▸ Exercise requirements: Return every line of the material below that contains the string "slide", copying each line in full. Case counts.

(Material from a data collection)
==============================

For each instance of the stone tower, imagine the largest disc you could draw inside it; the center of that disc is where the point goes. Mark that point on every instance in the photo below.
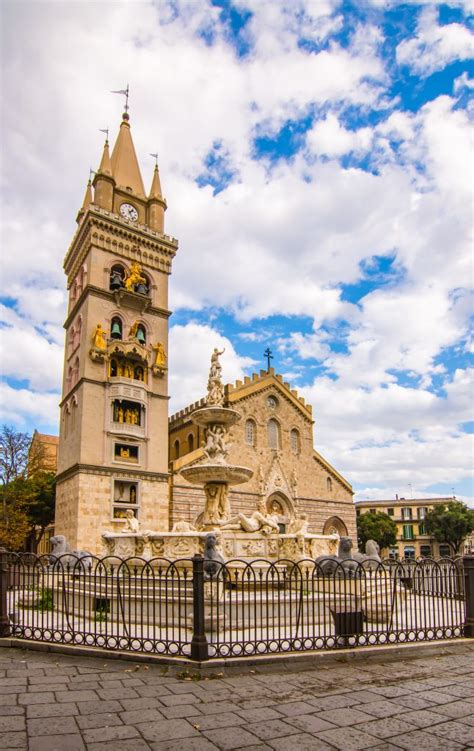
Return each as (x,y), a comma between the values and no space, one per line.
(113,445)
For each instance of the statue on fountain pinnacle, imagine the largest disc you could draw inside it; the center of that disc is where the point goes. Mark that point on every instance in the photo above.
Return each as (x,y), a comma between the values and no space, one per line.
(215,387)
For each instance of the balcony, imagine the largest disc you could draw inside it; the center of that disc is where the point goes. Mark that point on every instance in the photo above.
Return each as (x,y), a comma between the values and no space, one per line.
(125,428)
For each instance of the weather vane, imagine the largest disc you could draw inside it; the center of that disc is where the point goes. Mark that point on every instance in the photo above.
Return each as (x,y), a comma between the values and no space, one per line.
(269,356)
(125,92)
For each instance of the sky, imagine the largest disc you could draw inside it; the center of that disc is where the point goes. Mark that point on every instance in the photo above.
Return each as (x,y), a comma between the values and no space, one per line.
(316,157)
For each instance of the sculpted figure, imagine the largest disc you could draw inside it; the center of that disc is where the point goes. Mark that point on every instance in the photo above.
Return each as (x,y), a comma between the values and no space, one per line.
(99,339)
(131,522)
(331,564)
(213,560)
(134,277)
(259,520)
(216,367)
(371,558)
(160,355)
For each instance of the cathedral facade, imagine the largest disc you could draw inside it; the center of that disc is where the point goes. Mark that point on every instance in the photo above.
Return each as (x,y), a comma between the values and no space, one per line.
(117,450)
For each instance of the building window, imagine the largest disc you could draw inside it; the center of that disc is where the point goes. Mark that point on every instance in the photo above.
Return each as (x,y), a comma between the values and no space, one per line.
(273,430)
(125,499)
(125,452)
(117,276)
(116,329)
(295,442)
(176,449)
(126,412)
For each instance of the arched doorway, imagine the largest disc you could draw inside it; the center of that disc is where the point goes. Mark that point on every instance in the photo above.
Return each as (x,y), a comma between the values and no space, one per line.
(334,526)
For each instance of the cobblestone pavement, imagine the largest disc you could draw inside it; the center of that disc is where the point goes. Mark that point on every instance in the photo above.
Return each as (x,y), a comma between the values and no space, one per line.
(55,702)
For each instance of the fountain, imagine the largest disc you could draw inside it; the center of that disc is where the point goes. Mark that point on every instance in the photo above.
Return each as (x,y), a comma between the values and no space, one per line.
(242,537)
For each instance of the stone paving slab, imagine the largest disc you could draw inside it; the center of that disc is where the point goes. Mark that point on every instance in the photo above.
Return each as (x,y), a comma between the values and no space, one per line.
(54,702)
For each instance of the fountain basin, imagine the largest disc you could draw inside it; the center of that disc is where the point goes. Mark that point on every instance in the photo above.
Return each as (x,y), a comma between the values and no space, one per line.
(227,474)
(215,416)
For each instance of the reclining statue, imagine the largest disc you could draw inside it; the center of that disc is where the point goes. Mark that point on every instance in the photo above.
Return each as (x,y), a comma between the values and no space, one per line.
(343,562)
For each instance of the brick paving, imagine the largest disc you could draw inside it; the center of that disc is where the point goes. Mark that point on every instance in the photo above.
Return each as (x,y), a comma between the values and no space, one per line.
(55,702)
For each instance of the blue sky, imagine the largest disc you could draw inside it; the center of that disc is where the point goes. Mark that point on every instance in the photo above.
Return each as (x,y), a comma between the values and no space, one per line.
(316,160)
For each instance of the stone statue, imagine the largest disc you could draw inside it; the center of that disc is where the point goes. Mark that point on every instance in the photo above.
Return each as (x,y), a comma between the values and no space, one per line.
(213,560)
(160,355)
(99,338)
(131,522)
(371,558)
(259,521)
(77,561)
(216,447)
(343,562)
(215,388)
(216,368)
(134,277)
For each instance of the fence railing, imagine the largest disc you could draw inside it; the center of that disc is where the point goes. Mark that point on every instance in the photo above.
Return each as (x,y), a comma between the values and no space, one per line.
(175,608)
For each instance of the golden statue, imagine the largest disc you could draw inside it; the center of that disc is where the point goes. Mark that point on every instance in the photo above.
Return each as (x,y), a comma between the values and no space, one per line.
(134,277)
(160,361)
(99,340)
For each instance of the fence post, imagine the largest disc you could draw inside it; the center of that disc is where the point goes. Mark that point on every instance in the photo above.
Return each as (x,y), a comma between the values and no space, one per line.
(468,565)
(199,646)
(5,629)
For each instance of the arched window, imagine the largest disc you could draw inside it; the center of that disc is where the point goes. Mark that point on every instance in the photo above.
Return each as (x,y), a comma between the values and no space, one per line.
(77,337)
(117,276)
(250,433)
(75,376)
(141,334)
(273,430)
(295,442)
(116,328)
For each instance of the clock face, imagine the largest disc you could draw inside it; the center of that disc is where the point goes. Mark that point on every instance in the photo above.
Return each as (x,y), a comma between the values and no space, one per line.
(129,212)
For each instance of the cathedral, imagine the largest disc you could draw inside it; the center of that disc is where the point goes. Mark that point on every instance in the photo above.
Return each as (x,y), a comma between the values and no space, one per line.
(118,451)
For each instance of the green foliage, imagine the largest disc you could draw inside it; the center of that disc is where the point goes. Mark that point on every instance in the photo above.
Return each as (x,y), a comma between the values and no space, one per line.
(379,527)
(450,523)
(45,600)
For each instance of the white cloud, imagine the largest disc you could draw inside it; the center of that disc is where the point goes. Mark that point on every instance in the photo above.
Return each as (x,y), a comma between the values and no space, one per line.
(435,46)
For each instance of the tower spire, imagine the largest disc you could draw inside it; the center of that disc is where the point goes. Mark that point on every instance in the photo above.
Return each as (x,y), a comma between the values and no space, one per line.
(86,202)
(124,162)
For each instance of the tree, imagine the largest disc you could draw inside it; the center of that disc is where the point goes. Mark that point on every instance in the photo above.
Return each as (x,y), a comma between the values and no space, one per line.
(376,526)
(450,523)
(27,490)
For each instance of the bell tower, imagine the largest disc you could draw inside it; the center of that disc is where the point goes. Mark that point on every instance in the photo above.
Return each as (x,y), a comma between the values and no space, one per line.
(113,444)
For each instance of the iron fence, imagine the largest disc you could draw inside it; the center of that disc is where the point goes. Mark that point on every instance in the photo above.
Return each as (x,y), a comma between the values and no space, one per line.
(174,608)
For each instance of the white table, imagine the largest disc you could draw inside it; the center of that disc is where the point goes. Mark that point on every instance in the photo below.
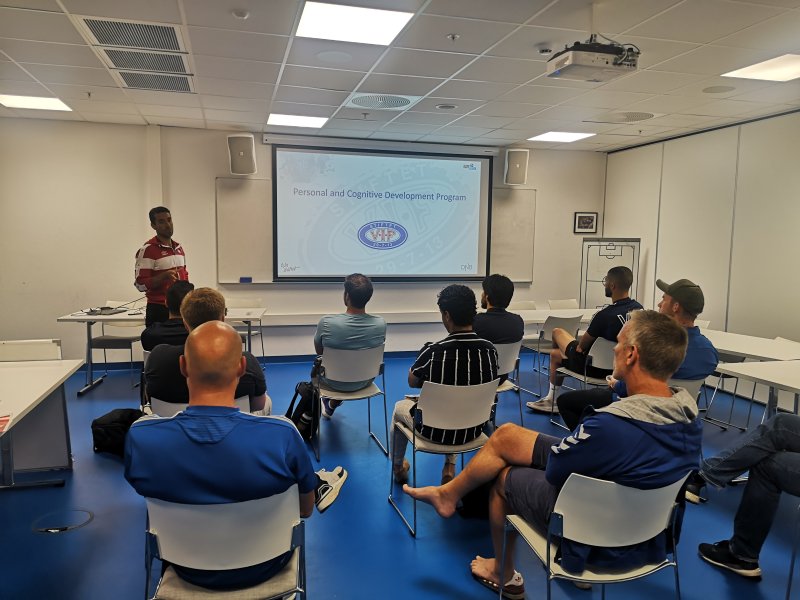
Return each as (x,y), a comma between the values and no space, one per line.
(775,374)
(37,434)
(136,317)
(750,346)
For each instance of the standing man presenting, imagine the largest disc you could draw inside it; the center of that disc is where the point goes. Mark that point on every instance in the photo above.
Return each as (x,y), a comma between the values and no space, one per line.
(159,263)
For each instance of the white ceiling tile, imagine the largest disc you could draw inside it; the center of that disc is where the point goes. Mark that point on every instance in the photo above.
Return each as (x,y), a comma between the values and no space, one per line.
(275,16)
(330,79)
(399,61)
(237,104)
(333,55)
(229,87)
(510,11)
(69,75)
(231,68)
(164,98)
(604,99)
(50,54)
(503,70)
(162,11)
(462,106)
(98,106)
(183,112)
(238,44)
(651,82)
(37,25)
(431,33)
(213,114)
(124,119)
(397,84)
(509,109)
(306,110)
(473,90)
(713,60)
(526,42)
(703,21)
(303,95)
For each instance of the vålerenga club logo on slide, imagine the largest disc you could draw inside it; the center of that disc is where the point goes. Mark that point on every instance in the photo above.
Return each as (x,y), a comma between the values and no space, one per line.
(382,235)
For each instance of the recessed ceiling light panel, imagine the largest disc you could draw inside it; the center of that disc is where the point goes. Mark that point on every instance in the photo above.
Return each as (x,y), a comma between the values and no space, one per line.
(782,68)
(34,102)
(296,120)
(560,136)
(351,23)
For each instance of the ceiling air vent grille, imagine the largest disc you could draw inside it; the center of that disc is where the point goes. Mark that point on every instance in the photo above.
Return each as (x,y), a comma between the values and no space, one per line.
(153,81)
(134,35)
(146,61)
(381,101)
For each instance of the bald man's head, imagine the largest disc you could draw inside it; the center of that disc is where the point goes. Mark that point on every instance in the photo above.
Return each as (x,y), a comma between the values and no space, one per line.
(212,357)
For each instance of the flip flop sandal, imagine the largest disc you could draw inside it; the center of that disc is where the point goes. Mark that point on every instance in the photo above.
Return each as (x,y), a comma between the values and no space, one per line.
(514,589)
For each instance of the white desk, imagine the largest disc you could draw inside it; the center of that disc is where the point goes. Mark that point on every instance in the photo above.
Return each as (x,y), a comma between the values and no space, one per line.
(136,317)
(750,346)
(776,375)
(37,434)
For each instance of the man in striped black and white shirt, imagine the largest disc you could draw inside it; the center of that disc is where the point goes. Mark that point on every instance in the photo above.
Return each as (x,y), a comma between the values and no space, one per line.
(462,358)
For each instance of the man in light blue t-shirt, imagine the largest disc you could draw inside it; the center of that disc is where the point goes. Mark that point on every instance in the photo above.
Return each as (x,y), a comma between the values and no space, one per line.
(354,329)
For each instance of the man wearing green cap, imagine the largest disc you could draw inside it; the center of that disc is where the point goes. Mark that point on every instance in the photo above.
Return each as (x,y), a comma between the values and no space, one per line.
(682,301)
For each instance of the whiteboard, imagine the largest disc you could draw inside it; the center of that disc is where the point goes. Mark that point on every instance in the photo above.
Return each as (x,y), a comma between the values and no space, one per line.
(244,231)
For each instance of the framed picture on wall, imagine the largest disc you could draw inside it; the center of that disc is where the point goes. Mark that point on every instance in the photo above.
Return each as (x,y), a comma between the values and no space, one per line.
(585,223)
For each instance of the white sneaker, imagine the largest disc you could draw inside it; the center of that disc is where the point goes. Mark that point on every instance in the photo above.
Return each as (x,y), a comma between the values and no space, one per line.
(543,405)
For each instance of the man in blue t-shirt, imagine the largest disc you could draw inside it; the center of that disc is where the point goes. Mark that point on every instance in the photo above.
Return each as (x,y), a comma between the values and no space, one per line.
(683,301)
(571,353)
(213,454)
(353,329)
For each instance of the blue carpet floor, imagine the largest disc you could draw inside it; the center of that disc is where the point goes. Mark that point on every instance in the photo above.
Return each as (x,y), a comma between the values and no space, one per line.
(359,549)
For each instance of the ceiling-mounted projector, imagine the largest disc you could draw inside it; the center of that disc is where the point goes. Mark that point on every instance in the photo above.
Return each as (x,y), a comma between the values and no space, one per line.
(593,61)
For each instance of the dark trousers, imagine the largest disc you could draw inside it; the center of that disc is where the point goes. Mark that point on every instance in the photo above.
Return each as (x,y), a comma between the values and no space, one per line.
(772,454)
(155,313)
(572,404)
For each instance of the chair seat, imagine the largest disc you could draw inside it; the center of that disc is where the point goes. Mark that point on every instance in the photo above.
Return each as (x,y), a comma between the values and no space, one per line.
(589,380)
(114,342)
(423,445)
(172,587)
(538,543)
(366,392)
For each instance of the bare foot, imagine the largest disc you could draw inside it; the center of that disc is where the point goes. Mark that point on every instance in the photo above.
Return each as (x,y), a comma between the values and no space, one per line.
(485,568)
(436,497)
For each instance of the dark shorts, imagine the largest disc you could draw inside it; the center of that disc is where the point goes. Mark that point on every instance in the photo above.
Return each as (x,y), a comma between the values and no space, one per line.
(528,493)
(576,361)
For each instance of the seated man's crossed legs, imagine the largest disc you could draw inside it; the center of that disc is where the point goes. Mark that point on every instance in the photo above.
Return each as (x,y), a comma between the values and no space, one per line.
(514,458)
(564,344)
(400,466)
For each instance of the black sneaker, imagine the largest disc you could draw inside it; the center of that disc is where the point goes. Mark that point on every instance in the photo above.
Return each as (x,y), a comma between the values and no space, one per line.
(328,489)
(694,489)
(720,554)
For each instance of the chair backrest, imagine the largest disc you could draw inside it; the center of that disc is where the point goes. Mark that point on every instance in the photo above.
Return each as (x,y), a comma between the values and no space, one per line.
(224,536)
(602,354)
(456,406)
(522,305)
(610,515)
(566,323)
(692,385)
(19,350)
(565,303)
(170,409)
(352,365)
(507,355)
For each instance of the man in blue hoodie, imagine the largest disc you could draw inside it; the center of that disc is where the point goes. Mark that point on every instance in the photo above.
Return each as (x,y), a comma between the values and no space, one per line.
(647,440)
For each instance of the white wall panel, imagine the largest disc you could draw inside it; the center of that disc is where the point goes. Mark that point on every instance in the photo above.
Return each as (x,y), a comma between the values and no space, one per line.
(696,216)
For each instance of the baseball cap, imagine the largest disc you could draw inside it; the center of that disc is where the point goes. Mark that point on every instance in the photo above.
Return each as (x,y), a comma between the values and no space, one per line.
(686,293)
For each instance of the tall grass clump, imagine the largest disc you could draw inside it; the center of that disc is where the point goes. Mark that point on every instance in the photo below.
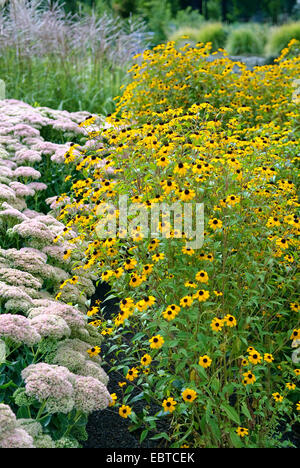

==============================

▸ Written reply:
For each instance of the vålerenga club logo on slide, imagine the largest disc you could draw inside it; the center of that disc is where the point goes. Mark that point on every instance in the photo above.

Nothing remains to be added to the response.